▸ Task goal: Needed from the data below: every line from the one with "obj: glass shower door" up to and including the one with "obj: wooden vanity cabinet", repeated exactly and with nothing else.

▸ Dataset entries:
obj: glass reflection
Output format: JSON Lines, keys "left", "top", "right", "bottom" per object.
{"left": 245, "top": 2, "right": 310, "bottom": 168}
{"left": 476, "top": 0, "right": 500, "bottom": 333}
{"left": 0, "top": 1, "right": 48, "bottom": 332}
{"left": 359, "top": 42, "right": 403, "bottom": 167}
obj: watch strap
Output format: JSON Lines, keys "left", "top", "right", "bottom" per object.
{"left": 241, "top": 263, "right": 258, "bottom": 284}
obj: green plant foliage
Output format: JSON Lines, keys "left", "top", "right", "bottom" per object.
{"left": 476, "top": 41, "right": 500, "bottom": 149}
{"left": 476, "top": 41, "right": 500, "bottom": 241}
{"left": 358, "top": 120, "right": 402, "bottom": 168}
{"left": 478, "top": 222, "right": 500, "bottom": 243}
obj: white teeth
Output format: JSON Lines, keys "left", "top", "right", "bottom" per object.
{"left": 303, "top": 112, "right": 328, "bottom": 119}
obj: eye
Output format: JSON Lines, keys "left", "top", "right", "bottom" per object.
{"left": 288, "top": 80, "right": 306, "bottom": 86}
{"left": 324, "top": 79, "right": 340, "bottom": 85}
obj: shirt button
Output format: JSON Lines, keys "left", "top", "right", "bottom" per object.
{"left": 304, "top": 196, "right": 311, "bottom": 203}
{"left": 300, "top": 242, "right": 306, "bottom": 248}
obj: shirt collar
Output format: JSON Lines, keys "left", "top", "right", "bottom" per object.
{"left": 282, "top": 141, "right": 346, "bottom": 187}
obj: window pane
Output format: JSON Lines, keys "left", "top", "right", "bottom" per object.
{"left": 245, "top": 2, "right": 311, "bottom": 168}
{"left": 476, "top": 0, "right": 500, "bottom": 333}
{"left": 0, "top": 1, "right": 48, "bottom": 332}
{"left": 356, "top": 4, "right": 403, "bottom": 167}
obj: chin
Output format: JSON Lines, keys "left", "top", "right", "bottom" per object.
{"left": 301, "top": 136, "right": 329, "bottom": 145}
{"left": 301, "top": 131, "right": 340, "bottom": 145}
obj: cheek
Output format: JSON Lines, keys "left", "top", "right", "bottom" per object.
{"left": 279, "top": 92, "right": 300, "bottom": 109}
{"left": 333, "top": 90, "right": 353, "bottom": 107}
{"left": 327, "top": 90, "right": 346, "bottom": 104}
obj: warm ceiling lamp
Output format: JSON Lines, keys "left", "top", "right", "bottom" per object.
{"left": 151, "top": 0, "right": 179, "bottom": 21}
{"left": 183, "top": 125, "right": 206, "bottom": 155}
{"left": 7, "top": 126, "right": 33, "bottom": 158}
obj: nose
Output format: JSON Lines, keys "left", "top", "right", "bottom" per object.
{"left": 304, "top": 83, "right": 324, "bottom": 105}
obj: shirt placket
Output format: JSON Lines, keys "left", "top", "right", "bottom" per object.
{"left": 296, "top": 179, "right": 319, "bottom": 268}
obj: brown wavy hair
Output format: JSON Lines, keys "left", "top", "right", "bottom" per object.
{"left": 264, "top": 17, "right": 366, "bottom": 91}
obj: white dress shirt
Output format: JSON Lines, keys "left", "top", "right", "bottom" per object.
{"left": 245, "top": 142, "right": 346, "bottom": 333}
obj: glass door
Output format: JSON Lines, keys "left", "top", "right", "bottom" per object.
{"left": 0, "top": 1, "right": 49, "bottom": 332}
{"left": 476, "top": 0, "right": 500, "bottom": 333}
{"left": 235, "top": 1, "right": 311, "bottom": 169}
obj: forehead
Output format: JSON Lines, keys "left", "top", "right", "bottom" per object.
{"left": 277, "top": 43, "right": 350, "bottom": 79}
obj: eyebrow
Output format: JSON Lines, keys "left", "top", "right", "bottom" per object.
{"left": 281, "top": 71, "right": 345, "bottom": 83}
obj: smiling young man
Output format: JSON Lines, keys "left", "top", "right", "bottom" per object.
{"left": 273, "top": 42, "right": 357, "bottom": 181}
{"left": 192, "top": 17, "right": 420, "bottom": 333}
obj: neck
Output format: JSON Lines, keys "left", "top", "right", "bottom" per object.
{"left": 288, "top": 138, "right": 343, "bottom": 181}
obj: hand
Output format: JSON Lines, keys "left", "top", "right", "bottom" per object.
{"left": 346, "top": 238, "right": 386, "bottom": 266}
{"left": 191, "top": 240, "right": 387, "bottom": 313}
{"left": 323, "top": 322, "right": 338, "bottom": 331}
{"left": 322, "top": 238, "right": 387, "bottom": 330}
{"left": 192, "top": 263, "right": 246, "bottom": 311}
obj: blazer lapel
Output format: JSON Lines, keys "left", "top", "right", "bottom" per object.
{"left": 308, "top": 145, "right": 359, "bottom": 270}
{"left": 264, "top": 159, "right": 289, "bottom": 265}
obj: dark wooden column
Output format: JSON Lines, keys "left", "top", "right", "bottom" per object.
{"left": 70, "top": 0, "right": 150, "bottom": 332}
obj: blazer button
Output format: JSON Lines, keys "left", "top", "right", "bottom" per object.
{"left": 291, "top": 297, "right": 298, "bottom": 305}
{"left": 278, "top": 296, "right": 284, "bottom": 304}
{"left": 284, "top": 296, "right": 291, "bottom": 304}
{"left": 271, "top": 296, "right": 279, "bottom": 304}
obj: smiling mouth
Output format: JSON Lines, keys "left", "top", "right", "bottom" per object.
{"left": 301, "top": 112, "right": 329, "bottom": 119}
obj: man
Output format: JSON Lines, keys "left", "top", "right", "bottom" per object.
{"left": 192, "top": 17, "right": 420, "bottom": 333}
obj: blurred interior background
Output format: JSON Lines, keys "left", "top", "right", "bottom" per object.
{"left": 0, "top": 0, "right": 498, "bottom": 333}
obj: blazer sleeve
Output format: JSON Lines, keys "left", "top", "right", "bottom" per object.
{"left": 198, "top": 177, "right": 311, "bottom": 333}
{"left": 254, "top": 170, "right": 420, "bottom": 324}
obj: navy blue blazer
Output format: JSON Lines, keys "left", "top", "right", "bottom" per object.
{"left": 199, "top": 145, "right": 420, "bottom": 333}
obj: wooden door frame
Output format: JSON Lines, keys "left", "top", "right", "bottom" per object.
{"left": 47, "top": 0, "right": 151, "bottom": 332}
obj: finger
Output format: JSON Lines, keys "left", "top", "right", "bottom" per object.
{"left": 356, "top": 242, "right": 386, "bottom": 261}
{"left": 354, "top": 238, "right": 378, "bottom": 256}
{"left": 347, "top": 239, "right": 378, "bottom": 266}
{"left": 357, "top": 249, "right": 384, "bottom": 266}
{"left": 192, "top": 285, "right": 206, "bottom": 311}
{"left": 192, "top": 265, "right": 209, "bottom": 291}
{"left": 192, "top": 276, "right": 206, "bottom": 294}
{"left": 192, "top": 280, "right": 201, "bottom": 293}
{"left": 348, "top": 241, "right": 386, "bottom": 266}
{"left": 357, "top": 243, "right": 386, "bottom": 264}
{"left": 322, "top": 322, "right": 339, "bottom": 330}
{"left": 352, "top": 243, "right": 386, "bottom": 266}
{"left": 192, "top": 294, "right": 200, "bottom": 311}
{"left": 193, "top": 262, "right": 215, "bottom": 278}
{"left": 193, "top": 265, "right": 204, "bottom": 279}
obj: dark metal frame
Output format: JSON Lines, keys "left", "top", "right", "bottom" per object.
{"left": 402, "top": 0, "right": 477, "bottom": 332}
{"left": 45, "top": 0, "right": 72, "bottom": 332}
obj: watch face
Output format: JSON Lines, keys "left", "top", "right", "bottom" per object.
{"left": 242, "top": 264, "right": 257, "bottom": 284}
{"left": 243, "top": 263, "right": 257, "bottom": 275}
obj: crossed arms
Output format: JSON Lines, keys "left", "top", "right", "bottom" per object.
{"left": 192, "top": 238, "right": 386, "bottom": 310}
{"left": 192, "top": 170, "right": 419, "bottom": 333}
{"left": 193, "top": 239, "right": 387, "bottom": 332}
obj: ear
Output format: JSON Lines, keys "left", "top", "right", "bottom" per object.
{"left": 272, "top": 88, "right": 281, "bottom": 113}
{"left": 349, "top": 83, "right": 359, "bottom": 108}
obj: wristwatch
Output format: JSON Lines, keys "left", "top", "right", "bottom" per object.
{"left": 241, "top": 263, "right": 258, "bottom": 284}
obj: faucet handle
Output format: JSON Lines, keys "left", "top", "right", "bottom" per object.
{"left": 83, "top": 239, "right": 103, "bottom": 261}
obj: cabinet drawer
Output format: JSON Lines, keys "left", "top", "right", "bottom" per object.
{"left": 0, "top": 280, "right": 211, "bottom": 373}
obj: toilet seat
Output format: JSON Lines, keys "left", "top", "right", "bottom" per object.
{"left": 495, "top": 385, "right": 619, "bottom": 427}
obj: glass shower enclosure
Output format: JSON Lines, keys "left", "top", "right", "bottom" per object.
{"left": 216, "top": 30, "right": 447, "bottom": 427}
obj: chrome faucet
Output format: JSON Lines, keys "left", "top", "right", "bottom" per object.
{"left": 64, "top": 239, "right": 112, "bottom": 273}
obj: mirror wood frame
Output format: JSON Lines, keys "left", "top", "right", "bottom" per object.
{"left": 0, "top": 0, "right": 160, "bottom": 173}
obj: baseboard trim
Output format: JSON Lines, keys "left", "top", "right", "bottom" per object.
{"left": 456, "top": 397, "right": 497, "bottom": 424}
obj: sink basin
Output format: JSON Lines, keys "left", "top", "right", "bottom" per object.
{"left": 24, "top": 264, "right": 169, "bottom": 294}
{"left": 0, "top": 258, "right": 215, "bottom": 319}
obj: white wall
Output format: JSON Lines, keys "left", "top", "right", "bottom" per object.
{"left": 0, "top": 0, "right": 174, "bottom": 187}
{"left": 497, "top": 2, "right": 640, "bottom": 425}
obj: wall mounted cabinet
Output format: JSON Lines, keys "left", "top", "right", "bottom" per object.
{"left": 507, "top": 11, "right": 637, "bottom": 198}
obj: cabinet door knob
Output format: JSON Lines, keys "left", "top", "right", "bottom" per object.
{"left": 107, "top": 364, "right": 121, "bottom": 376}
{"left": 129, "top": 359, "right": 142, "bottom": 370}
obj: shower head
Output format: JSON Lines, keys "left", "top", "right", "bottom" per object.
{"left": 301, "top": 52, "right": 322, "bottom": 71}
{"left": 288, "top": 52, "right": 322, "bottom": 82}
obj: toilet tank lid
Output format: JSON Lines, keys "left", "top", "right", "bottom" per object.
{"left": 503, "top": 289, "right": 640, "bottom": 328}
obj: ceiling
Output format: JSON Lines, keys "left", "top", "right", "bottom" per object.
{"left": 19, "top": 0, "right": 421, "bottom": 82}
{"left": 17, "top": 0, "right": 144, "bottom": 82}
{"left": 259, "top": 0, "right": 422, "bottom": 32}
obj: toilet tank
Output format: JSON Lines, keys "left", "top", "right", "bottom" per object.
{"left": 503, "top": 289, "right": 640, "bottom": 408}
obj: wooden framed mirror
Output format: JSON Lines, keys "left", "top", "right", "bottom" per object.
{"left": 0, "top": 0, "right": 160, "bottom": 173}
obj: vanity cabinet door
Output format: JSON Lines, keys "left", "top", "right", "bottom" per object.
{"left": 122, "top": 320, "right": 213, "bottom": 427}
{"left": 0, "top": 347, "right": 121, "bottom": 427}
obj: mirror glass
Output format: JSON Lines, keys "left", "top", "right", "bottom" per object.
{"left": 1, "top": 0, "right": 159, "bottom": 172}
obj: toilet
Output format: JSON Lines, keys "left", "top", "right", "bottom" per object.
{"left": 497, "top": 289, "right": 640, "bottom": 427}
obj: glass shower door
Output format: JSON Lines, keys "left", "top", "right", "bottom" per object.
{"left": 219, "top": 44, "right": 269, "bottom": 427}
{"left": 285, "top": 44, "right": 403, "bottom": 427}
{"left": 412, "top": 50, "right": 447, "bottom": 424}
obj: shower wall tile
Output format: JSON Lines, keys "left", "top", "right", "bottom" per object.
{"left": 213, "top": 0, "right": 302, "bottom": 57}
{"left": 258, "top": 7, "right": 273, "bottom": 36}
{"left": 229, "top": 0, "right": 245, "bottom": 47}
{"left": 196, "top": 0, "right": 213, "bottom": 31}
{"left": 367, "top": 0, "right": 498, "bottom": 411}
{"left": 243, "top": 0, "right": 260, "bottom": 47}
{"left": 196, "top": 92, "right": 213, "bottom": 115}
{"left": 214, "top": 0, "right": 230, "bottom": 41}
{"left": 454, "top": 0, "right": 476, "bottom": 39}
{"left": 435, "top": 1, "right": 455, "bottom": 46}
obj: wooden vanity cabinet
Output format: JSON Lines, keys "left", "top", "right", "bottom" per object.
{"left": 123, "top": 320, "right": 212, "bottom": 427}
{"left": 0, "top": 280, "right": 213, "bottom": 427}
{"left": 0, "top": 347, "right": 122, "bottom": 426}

▸ Answer section:
obj: glass shower door
Output format: JSON Lines, keys "left", "top", "right", "bottom" per object.
{"left": 219, "top": 44, "right": 269, "bottom": 427}
{"left": 285, "top": 44, "right": 403, "bottom": 427}
{"left": 412, "top": 50, "right": 447, "bottom": 424}
obj: shower wall tile
Output format: JSON Lines, keys "left", "top", "right", "bottom" per object.
{"left": 213, "top": 0, "right": 302, "bottom": 57}
{"left": 258, "top": 7, "right": 273, "bottom": 36}
{"left": 229, "top": 0, "right": 245, "bottom": 47}
{"left": 196, "top": 0, "right": 213, "bottom": 31}
{"left": 367, "top": 0, "right": 498, "bottom": 411}
{"left": 243, "top": 0, "right": 260, "bottom": 47}
{"left": 196, "top": 92, "right": 213, "bottom": 115}
{"left": 214, "top": 0, "right": 230, "bottom": 41}
{"left": 454, "top": 0, "right": 476, "bottom": 39}
{"left": 435, "top": 1, "right": 455, "bottom": 46}
obj: wooden vanity cabinet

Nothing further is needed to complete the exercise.